Raw records
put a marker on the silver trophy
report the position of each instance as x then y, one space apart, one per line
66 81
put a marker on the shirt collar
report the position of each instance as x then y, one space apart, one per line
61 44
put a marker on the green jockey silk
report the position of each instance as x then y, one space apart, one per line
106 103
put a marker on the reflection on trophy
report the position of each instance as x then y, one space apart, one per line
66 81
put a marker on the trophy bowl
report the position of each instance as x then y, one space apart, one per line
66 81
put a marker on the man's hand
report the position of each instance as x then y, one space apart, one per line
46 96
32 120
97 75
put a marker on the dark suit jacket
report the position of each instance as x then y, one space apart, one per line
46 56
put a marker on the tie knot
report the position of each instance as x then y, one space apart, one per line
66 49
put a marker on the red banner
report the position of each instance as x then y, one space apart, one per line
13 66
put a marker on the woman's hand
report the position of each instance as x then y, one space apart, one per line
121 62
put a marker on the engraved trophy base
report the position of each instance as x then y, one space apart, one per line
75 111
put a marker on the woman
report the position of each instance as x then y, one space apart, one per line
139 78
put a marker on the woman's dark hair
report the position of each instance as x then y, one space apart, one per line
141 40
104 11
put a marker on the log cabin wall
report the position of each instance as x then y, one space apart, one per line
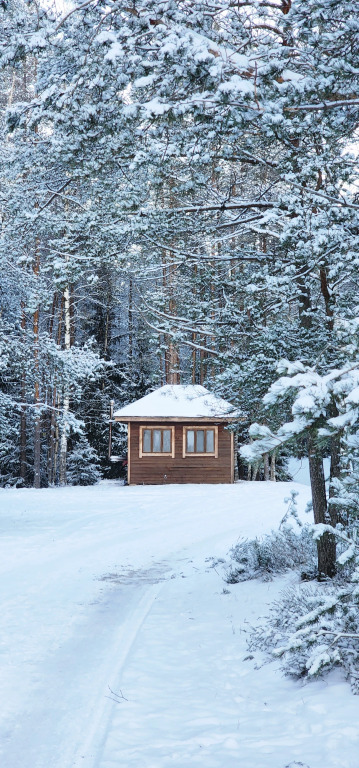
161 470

---

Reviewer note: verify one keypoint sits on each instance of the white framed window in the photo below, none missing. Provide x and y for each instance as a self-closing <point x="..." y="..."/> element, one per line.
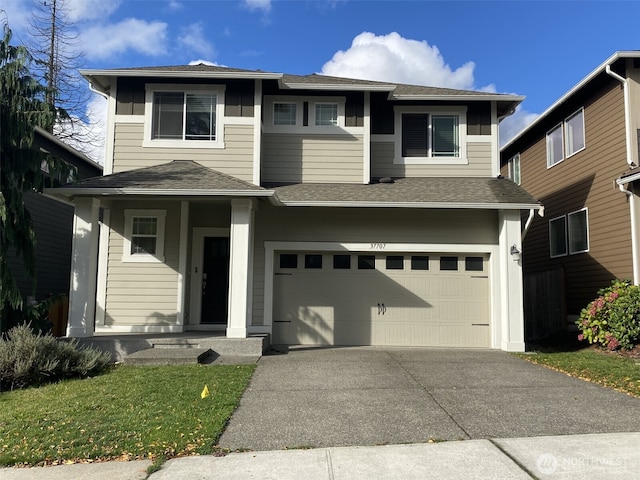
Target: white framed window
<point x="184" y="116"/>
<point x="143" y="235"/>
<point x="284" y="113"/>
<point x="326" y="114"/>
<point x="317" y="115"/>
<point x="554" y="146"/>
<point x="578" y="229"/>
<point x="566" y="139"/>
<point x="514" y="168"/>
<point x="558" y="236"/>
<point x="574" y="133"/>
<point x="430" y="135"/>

**Short problem:** Pull out every line of the data above that contains the word "hand", and copy each one in full.

**The solution:**
put a marker on the man's hand
put a marker on the woman's hand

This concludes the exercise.